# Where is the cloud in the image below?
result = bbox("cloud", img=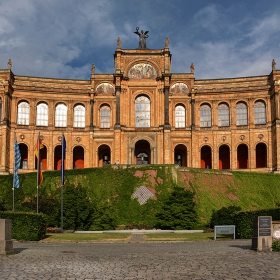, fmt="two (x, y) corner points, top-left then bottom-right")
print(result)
(0, 0), (280, 79)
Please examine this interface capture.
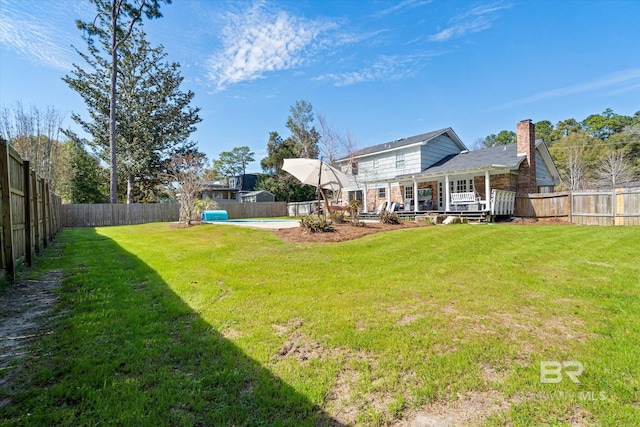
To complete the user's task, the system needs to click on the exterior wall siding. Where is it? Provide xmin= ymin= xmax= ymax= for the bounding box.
xmin=490 ymin=173 xmax=518 ymax=193
xmin=420 ymin=135 xmax=460 ymax=170
xmin=340 ymin=146 xmax=422 ymax=189
xmin=536 ymin=151 xmax=555 ymax=186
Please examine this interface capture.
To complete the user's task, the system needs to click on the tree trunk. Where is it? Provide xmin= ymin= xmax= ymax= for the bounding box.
xmin=127 ymin=175 xmax=134 ymax=205
xmin=109 ymin=0 xmax=118 ymax=204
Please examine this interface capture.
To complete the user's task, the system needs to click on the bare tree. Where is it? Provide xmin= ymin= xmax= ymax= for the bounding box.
xmin=596 ymin=150 xmax=634 ymax=188
xmin=318 ymin=113 xmax=345 ymax=165
xmin=563 ymin=147 xmax=587 ymax=191
xmin=0 ymin=102 xmax=64 ymax=191
xmin=164 ymin=152 xmax=208 ymax=225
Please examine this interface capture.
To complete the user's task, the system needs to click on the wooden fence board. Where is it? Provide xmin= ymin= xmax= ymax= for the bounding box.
xmin=60 ymin=201 xmax=287 ymax=227
xmin=514 ymin=188 xmax=640 ymax=226
xmin=0 ymin=140 xmax=60 ymax=278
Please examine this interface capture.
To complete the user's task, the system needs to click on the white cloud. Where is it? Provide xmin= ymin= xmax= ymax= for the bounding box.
xmin=375 ymin=0 xmax=433 ymax=18
xmin=0 ymin=0 xmax=86 ymax=70
xmin=313 ymin=52 xmax=444 ymax=87
xmin=207 ymin=3 xmax=337 ymax=90
xmin=493 ymin=68 xmax=640 ymax=110
xmin=428 ymin=3 xmax=510 ymax=42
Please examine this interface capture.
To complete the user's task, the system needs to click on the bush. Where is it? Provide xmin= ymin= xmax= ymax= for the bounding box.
xmin=300 ymin=215 xmax=335 ymax=233
xmin=380 ymin=212 xmax=400 ymax=224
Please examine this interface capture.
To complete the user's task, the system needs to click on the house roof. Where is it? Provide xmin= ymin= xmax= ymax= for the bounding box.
xmin=422 ymin=144 xmax=525 ymax=173
xmin=396 ymin=139 xmax=560 ymax=184
xmin=339 ymin=127 xmax=467 ymax=161
xmin=240 ymin=190 xmax=273 ymax=197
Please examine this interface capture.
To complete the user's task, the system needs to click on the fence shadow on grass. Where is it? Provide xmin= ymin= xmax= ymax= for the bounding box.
xmin=5 ymin=228 xmax=341 ymax=426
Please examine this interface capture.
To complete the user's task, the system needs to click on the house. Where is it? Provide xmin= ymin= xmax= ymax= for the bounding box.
xmin=240 ymin=190 xmax=276 ymax=203
xmin=338 ymin=120 xmax=560 ymax=212
xmin=200 ymin=173 xmax=258 ymax=202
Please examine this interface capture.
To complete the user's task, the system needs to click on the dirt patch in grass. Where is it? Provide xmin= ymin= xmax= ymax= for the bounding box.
xmin=398 ymin=391 xmax=511 ymax=427
xmin=275 ymin=221 xmax=431 ymax=242
xmin=0 ymin=270 xmax=62 ymax=409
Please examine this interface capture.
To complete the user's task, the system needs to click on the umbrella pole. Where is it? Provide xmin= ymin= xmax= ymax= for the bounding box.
xmin=316 ymin=157 xmax=322 ymax=218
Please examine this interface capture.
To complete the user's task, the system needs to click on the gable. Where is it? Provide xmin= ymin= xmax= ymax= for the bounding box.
xmin=338 ymin=128 xmax=467 ymax=162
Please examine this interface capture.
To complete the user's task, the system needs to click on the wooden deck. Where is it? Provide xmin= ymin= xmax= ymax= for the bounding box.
xmin=360 ymin=210 xmax=490 ymax=221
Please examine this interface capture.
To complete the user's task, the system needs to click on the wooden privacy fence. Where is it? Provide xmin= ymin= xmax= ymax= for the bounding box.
xmin=61 ymin=200 xmax=287 ymax=227
xmin=0 ymin=140 xmax=61 ymax=279
xmin=215 ymin=200 xmax=287 ymax=219
xmin=61 ymin=203 xmax=180 ymax=227
xmin=514 ymin=188 xmax=640 ymax=225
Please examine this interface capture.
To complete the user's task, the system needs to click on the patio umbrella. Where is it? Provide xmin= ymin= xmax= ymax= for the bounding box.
xmin=282 ymin=159 xmax=349 ymax=216
xmin=282 ymin=159 xmax=349 ymax=191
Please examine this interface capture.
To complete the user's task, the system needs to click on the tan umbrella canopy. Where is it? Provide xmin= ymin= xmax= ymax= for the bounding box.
xmin=282 ymin=159 xmax=349 ymax=214
xmin=282 ymin=159 xmax=349 ymax=191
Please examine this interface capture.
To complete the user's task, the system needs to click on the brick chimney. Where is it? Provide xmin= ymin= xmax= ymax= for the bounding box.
xmin=516 ymin=119 xmax=538 ymax=194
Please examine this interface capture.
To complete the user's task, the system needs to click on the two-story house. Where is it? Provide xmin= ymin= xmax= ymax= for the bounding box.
xmin=338 ymin=120 xmax=560 ymax=212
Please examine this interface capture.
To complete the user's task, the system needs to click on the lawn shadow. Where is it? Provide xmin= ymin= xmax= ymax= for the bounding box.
xmin=5 ymin=229 xmax=342 ymax=426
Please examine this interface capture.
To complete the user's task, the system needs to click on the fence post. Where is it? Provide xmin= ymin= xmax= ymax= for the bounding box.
xmin=31 ymin=171 xmax=40 ymax=255
xmin=0 ymin=140 xmax=16 ymax=280
xmin=22 ymin=160 xmax=33 ymax=267
xmin=40 ymin=179 xmax=49 ymax=248
xmin=611 ymin=186 xmax=618 ymax=225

- Short problem -
List each line in the rows above that contains the word "grass". Case counts.

- Solved exercise -
To complete the user's task, the system needs to click on the fence shadow on grass. Where is it? Provide xmin= ymin= xmax= ymax= for the bounding box.
To complete the user's task, the system needs to click on the dirt patch in grass. Where is it? Provide xmin= ymin= xmax= ymax= for the bounding box.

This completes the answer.